**Exercise goal:**
Update the part of the listing below that opens with the line containing "Sports replay analysis: pinpoint the white house" and closes with the line containing "(0, 72), (42, 190)" by changing "white house wall" to "beige house wall". Return those lines with nothing else altered.
** Begin Records for the exercise **
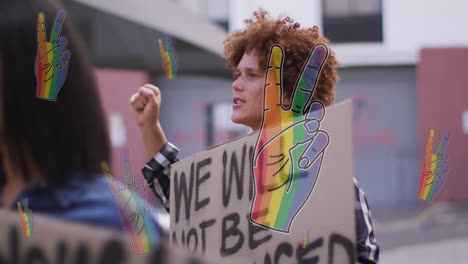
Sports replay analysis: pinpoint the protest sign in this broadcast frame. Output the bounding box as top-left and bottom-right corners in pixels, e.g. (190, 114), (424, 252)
(169, 100), (356, 264)
(0, 210), (222, 264)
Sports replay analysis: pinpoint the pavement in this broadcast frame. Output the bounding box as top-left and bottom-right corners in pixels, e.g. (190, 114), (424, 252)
(372, 203), (468, 264)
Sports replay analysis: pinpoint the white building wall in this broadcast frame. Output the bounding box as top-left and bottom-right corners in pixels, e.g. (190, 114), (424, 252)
(229, 0), (468, 67)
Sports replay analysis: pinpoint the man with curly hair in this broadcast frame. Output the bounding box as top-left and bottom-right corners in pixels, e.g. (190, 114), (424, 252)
(130, 10), (379, 263)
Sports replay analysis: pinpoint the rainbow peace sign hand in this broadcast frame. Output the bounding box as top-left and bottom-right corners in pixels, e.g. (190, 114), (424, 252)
(34, 9), (71, 101)
(101, 148), (158, 254)
(250, 45), (329, 233)
(418, 129), (450, 201)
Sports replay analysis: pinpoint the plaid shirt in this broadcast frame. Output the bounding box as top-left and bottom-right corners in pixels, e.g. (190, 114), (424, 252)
(142, 143), (379, 264)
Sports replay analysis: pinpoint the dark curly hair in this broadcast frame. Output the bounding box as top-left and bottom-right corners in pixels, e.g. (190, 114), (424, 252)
(224, 9), (339, 106)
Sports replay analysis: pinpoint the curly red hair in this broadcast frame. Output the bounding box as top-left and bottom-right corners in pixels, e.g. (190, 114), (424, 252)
(224, 9), (339, 106)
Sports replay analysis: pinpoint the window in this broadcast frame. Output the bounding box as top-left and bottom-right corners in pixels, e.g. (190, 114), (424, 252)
(323, 0), (383, 43)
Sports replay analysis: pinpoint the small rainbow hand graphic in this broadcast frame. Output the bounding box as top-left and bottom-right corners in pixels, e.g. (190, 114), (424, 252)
(101, 148), (159, 254)
(418, 129), (450, 201)
(17, 200), (34, 237)
(158, 37), (179, 79)
(34, 10), (71, 101)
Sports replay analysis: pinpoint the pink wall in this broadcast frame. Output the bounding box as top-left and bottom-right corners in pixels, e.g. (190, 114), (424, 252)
(418, 48), (468, 202)
(95, 69), (149, 184)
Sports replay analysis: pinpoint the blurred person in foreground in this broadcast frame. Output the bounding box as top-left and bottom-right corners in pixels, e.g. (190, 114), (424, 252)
(0, 0), (121, 230)
(130, 10), (379, 263)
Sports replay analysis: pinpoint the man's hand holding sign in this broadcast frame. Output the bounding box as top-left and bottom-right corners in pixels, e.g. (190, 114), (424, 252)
(251, 45), (329, 232)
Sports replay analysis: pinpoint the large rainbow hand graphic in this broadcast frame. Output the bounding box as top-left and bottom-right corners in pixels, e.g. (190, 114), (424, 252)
(418, 129), (450, 201)
(101, 148), (159, 254)
(250, 45), (329, 232)
(34, 10), (71, 101)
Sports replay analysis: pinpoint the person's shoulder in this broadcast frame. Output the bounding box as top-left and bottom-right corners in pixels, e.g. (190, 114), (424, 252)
(52, 176), (121, 230)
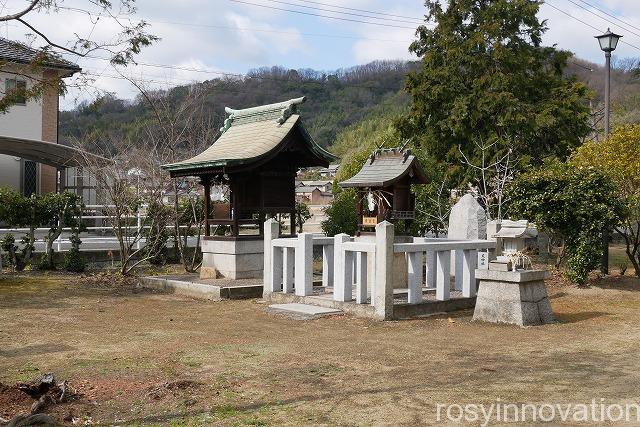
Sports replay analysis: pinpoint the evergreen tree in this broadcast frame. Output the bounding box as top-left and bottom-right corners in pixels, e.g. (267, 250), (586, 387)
(396, 0), (590, 179)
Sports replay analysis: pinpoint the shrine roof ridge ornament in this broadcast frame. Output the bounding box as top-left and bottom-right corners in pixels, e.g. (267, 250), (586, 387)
(220, 96), (307, 133)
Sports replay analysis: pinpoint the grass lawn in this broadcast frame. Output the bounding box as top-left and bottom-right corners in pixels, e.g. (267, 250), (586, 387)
(0, 275), (640, 426)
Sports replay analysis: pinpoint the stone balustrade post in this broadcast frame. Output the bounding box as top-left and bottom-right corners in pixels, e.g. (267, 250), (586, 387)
(333, 233), (353, 301)
(322, 245), (334, 287)
(372, 221), (395, 320)
(295, 233), (313, 296)
(262, 218), (280, 297)
(407, 252), (424, 304)
(436, 251), (451, 301)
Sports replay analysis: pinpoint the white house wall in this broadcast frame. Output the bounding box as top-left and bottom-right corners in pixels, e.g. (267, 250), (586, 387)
(0, 72), (42, 190)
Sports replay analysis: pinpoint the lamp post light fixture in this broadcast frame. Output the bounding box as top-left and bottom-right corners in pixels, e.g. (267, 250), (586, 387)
(596, 28), (622, 139)
(595, 28), (622, 274)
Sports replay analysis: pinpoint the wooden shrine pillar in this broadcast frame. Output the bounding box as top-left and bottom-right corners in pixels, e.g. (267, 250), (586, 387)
(202, 176), (211, 237)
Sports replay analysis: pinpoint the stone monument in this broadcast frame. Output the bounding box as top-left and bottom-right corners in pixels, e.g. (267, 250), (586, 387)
(447, 194), (487, 282)
(447, 194), (487, 240)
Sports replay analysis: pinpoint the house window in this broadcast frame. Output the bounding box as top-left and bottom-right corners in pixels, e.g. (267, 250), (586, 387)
(5, 79), (27, 105)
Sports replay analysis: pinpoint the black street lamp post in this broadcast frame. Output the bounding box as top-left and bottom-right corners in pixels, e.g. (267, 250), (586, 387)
(596, 28), (622, 274)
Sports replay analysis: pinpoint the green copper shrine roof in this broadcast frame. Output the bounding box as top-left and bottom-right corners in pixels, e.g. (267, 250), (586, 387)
(338, 148), (428, 188)
(162, 97), (335, 174)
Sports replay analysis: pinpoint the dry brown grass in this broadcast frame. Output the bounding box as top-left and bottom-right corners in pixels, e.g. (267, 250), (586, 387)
(0, 275), (640, 425)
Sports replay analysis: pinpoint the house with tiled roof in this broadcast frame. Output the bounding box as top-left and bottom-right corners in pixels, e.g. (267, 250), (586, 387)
(0, 38), (81, 195)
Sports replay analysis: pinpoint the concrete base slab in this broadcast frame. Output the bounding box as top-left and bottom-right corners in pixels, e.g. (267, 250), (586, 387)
(141, 274), (262, 301)
(266, 288), (476, 320)
(200, 236), (264, 280)
(267, 303), (344, 320)
(473, 270), (553, 326)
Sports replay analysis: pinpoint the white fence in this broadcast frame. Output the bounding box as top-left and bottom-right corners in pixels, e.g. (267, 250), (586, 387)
(0, 205), (197, 252)
(264, 220), (496, 318)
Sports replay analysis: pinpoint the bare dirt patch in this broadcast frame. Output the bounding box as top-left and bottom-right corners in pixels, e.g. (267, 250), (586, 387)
(0, 275), (640, 426)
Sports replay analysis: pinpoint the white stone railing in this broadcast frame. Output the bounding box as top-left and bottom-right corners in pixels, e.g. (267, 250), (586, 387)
(333, 234), (376, 304)
(264, 220), (496, 319)
(393, 238), (496, 304)
(264, 219), (334, 296)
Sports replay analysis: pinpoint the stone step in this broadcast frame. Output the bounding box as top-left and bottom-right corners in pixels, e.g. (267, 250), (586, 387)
** End Records for the exercise **
**Answer for this exercise:**
Sports replay analysis: pinpoint the beige house wall in this broadcast frame. Output the bounding box as top-left and bottom-right corners in pixels, e.g. (267, 250), (586, 387)
(0, 72), (42, 190)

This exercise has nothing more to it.